> _Challenge_
Pick out each line in the listing below that contains the string "black"; letter case matters.

Region outline entries

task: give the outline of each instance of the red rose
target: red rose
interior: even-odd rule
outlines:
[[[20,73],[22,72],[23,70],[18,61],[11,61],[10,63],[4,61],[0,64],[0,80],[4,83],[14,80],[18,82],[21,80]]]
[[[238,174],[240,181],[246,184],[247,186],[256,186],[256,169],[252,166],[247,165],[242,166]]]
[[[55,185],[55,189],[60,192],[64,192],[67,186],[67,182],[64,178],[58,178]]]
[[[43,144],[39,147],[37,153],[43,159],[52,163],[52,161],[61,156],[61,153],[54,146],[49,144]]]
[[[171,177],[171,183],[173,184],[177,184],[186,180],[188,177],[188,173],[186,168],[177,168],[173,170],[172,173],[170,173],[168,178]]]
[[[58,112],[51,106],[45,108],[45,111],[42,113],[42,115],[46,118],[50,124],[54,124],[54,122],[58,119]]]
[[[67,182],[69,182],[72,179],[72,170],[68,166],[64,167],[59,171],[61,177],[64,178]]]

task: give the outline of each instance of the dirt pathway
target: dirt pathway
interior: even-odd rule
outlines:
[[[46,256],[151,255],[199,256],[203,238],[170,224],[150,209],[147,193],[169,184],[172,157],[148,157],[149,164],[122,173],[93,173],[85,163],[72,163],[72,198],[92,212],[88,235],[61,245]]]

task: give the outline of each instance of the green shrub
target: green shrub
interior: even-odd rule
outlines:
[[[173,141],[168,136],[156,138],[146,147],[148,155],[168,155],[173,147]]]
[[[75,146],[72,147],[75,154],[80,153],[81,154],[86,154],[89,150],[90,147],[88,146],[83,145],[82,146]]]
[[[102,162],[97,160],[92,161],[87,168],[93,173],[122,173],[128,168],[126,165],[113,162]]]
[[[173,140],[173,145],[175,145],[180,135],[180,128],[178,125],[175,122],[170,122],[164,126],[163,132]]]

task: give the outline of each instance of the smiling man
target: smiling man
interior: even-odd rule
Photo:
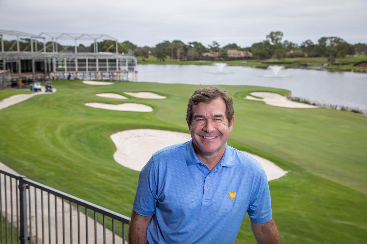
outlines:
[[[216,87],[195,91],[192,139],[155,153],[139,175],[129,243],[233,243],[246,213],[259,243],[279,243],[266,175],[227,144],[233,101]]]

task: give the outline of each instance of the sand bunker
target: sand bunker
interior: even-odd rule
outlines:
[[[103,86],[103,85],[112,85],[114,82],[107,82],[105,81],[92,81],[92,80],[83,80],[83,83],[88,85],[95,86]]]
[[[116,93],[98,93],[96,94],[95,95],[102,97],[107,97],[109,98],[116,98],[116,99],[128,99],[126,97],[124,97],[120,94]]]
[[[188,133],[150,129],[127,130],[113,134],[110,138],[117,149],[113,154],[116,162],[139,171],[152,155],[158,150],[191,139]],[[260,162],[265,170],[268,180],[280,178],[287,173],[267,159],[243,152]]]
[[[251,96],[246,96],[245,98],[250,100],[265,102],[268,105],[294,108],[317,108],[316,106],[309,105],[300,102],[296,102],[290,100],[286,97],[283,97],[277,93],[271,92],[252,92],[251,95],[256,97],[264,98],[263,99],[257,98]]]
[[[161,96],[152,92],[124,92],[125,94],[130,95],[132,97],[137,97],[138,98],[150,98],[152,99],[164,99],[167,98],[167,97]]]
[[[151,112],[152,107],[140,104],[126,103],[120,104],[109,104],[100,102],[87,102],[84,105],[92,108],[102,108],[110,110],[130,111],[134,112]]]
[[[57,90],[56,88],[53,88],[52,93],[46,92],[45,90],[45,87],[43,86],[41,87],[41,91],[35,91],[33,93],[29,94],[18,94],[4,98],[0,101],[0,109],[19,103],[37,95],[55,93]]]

---

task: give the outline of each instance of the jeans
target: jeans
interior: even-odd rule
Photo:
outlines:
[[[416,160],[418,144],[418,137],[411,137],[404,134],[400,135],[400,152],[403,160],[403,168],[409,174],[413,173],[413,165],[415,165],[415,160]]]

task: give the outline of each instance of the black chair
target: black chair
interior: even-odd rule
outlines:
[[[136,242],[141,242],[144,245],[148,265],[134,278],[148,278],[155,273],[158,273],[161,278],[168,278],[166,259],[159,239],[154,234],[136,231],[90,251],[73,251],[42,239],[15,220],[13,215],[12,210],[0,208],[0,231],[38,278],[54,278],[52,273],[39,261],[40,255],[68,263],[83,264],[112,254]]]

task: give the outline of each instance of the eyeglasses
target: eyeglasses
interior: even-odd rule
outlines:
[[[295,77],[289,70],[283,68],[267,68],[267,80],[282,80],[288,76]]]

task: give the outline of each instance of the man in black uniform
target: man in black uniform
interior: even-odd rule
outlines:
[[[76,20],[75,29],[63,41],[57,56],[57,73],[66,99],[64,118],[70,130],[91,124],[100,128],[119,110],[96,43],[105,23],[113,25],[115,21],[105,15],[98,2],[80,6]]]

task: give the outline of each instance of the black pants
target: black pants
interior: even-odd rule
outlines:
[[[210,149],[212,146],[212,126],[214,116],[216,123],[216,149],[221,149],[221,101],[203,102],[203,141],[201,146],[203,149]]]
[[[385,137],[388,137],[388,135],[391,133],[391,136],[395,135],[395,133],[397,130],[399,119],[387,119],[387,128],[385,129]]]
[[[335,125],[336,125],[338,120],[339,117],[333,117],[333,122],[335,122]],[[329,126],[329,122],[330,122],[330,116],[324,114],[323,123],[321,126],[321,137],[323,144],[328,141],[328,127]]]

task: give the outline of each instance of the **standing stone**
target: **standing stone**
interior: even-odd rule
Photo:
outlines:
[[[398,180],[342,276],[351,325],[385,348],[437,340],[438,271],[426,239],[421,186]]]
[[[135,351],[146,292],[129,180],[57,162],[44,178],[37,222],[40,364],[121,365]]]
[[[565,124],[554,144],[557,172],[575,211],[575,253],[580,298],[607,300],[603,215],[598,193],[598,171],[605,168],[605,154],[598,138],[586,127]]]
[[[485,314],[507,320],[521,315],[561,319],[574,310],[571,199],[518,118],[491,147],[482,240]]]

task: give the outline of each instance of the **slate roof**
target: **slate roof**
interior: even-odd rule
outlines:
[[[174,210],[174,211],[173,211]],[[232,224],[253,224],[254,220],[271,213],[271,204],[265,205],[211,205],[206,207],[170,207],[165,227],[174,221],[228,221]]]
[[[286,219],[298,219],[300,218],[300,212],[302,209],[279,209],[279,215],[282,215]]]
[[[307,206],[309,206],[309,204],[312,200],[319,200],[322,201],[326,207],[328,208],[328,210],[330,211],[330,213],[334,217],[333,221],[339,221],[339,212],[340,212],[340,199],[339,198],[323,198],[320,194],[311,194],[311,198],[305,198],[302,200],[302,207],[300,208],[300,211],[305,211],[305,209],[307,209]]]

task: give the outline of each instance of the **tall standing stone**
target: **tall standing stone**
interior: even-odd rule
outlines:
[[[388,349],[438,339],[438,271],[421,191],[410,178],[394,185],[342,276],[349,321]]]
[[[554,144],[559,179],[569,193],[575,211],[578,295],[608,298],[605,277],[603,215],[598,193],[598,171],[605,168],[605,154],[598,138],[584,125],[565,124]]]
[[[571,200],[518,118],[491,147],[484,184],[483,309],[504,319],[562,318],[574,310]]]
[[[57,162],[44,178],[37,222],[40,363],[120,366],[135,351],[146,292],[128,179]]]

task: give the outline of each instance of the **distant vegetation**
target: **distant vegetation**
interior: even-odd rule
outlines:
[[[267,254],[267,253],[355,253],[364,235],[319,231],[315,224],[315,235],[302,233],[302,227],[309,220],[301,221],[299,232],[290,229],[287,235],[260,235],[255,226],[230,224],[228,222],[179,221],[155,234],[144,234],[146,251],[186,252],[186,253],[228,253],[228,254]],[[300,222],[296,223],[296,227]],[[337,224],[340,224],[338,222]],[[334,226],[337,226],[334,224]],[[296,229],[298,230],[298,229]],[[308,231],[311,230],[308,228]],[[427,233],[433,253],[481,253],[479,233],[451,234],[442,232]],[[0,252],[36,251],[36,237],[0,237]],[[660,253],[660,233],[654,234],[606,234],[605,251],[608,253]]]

> _Solution_
task: give the outline of each instance of the black chair
target: black chair
task: give the outline of each instance of the man in black uniform
target: man in black uniform
task: give the outline of each instance of the black pants
target: black pants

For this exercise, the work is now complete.